» DIRECTION:
Print verbatim every line starting at the one that contains "of the upper" and ending at the final line of the records; include both endpoints.

Dataset records:

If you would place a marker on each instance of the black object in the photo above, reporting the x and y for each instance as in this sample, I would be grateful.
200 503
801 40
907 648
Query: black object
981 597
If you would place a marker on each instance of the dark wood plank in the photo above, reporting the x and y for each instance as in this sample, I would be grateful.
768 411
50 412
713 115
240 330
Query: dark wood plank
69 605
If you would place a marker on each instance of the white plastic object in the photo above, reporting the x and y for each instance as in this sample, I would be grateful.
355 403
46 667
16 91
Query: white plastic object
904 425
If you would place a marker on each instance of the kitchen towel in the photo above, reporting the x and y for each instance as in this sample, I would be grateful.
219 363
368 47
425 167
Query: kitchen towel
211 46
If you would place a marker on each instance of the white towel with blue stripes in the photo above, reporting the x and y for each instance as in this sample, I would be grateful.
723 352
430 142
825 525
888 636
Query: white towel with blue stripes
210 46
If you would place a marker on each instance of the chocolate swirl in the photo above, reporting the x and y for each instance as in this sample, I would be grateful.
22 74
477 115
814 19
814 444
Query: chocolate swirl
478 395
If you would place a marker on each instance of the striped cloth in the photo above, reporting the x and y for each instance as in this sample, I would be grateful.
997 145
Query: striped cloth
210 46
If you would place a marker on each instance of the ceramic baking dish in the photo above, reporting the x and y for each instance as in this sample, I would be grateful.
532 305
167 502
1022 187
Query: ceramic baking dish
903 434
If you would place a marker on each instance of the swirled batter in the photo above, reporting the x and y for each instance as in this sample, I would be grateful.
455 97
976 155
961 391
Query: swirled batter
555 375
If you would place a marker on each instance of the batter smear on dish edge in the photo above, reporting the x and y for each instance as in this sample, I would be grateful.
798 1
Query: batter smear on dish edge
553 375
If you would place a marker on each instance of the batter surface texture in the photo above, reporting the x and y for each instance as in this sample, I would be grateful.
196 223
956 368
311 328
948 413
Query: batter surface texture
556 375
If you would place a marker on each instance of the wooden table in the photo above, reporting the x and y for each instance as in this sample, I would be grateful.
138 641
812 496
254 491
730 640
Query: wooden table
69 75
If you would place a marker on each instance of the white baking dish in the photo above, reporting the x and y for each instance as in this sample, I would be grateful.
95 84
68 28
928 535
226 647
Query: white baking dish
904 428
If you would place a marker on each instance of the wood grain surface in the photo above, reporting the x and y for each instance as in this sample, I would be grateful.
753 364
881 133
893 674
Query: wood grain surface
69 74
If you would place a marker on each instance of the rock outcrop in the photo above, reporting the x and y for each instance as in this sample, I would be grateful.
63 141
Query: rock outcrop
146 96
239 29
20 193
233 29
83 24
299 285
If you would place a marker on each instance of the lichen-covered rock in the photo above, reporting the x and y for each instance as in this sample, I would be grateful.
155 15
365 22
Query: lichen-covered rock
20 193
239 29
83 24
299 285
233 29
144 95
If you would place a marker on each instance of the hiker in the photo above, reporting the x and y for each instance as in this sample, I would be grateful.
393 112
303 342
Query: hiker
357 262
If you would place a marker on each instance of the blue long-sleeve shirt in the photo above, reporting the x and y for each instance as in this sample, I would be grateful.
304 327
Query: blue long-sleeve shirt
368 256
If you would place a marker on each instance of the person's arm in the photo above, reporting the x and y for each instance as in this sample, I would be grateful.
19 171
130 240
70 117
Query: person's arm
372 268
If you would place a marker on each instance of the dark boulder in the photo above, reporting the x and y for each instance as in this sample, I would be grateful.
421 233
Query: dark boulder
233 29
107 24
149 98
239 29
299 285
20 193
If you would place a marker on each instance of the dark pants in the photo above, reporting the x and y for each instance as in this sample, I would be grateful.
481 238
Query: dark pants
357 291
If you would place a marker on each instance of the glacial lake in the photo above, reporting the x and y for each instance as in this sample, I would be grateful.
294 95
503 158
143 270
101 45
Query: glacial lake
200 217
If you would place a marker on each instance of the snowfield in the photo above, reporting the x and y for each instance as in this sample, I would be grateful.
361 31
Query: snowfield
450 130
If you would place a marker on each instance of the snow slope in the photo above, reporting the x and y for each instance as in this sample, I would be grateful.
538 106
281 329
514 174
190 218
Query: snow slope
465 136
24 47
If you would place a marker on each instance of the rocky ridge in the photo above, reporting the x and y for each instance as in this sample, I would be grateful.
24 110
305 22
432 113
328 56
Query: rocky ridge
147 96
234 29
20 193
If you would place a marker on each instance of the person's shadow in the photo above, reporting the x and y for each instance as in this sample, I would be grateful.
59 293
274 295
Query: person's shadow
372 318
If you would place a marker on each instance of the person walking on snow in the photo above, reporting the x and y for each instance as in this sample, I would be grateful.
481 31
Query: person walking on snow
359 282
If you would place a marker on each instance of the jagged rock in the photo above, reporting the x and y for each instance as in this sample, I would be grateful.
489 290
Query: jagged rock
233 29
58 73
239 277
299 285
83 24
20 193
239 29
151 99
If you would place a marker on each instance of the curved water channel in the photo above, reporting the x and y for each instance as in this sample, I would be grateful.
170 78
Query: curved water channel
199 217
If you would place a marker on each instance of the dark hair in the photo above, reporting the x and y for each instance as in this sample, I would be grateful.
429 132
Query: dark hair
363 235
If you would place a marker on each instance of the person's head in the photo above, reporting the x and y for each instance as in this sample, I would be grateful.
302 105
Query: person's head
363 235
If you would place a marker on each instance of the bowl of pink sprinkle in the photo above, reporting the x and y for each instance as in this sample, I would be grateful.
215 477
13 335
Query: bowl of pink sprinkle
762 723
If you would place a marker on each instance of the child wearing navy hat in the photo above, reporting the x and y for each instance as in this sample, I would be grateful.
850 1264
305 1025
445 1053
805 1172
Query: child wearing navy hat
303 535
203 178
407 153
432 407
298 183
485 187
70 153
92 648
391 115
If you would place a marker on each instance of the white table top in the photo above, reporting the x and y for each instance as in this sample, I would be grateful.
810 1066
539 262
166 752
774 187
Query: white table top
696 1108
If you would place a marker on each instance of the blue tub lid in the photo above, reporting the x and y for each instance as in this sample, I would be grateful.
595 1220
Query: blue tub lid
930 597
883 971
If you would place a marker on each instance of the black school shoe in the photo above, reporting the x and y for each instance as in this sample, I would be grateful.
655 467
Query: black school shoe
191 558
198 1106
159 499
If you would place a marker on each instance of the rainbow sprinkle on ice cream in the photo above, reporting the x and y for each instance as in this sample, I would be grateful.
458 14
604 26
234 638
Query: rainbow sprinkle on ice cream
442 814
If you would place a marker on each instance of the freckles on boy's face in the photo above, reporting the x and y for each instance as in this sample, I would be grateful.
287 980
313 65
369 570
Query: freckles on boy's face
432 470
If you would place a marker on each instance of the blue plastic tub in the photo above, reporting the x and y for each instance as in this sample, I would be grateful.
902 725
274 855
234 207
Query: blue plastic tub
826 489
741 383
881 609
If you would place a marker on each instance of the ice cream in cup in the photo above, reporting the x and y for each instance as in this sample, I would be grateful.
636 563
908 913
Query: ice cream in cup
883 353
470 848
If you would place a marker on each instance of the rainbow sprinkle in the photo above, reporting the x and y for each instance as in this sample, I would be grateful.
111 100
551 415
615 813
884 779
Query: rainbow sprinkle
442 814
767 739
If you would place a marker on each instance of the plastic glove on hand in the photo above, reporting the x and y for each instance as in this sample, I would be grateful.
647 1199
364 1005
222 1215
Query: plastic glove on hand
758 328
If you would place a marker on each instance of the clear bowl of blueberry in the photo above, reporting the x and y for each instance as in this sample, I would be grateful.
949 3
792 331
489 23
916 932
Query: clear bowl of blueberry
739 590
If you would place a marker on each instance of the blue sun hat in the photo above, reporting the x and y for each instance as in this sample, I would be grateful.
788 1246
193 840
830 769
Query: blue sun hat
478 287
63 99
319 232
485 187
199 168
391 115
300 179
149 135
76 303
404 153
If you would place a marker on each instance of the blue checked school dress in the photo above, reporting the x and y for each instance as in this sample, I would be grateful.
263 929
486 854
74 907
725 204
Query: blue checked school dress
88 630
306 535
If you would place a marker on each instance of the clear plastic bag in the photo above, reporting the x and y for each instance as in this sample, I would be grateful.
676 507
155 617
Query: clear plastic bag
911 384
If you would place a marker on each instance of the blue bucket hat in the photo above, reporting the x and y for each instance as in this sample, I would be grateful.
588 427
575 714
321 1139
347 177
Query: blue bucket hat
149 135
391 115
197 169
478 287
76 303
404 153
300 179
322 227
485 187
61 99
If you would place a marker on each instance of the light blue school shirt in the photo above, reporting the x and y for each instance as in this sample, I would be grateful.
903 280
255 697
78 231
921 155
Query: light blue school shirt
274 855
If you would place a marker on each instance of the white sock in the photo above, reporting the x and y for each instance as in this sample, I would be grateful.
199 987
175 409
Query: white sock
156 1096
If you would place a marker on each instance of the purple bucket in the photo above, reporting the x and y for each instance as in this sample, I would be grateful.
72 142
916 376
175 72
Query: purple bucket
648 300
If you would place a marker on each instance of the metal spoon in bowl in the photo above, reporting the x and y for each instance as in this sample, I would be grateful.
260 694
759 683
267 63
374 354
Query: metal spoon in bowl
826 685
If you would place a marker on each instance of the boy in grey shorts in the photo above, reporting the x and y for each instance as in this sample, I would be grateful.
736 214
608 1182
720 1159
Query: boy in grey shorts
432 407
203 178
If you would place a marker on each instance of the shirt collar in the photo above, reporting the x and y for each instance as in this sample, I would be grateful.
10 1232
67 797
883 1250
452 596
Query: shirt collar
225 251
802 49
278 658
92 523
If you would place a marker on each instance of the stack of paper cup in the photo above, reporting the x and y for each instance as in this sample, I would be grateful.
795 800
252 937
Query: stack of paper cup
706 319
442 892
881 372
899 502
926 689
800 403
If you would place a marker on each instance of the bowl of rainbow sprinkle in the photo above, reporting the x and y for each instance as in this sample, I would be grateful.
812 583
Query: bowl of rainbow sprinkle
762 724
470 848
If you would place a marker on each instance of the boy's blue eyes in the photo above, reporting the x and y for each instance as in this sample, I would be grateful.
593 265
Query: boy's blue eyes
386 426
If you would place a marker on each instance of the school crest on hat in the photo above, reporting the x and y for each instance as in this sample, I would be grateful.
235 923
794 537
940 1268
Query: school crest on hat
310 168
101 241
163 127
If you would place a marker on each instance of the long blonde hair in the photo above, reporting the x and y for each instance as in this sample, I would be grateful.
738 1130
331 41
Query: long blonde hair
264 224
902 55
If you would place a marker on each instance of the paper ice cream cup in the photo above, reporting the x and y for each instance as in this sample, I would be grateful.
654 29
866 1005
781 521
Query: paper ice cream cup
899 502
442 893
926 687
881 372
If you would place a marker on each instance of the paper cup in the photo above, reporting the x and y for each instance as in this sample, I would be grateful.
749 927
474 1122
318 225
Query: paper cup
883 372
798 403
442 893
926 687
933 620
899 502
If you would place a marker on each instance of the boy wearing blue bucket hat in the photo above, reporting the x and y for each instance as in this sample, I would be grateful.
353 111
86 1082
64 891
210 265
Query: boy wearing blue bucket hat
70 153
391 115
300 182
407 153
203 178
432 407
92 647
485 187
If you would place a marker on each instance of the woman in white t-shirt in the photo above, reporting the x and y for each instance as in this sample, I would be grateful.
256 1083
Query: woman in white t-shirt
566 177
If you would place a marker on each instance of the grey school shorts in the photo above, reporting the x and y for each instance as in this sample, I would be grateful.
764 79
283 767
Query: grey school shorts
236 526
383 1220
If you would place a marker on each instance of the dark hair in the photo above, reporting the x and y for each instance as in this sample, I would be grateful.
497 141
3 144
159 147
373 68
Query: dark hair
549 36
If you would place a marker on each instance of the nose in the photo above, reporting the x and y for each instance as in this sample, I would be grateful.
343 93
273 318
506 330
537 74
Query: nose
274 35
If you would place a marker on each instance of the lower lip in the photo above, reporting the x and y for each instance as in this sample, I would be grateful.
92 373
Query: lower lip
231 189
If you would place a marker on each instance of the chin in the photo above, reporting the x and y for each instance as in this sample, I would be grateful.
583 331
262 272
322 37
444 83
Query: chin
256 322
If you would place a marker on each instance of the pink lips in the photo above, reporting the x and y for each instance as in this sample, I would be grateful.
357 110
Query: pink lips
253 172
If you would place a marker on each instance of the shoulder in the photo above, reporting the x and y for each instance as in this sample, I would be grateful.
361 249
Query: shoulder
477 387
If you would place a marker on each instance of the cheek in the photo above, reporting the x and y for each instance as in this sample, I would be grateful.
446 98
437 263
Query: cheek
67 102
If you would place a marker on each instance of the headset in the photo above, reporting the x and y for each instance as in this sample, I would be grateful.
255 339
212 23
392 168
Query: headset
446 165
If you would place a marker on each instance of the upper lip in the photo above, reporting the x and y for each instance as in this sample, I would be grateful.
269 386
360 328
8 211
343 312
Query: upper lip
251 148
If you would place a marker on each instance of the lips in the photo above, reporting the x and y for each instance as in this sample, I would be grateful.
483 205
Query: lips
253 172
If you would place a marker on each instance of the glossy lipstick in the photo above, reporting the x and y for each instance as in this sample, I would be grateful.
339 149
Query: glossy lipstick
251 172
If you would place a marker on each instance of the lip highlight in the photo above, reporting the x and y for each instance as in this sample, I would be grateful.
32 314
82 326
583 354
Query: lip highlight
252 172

» EXERCISE OUTPUT:
If you would place a marker on each instance of the upper lip in the photo above, reporting the x and y for each instance as in this sample, I would be grateful.
269 386
360 328
8 211
343 312
Query: upper lip
251 148
If you would place a marker on each instance of the lips in the photo above, reporting the x and y for each instance as in this sample, I would be grateful.
483 205
Query: lips
253 172
If you would place a marker on each instance of the glossy lipstick in the photo above, reporting the x and y for each instance as in this sample, I would be grateful.
339 149
Query: glossy lipstick
251 172
If you would place a marker on each instance of the lip highlight in the photo above, reporting the x and y for each instance as in this sample, I would be grateful.
32 314
82 326
583 354
Query: lip highlight
252 172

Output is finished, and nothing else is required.